Rewrite the listing with "lilac flower" changed to "lilac blossom" and every other part unchanged. Omit the picture from your answer.

------------------------------------------------

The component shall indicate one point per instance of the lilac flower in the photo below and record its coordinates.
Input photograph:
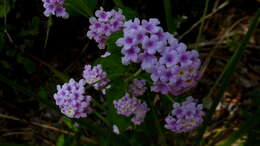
(148, 61)
(116, 129)
(71, 99)
(96, 77)
(140, 114)
(151, 45)
(106, 54)
(160, 87)
(185, 117)
(128, 106)
(151, 25)
(104, 25)
(55, 7)
(170, 58)
(137, 88)
(131, 54)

------------------------------------------------

• EXERCISE SOLUTION
The component shall indicate one point per instance of the lilac blossom in the photo below and record its coordinates.
Input photograph:
(148, 61)
(116, 129)
(71, 99)
(96, 77)
(140, 114)
(151, 45)
(106, 54)
(160, 87)
(185, 117)
(128, 106)
(151, 25)
(104, 25)
(55, 7)
(170, 58)
(137, 88)
(131, 54)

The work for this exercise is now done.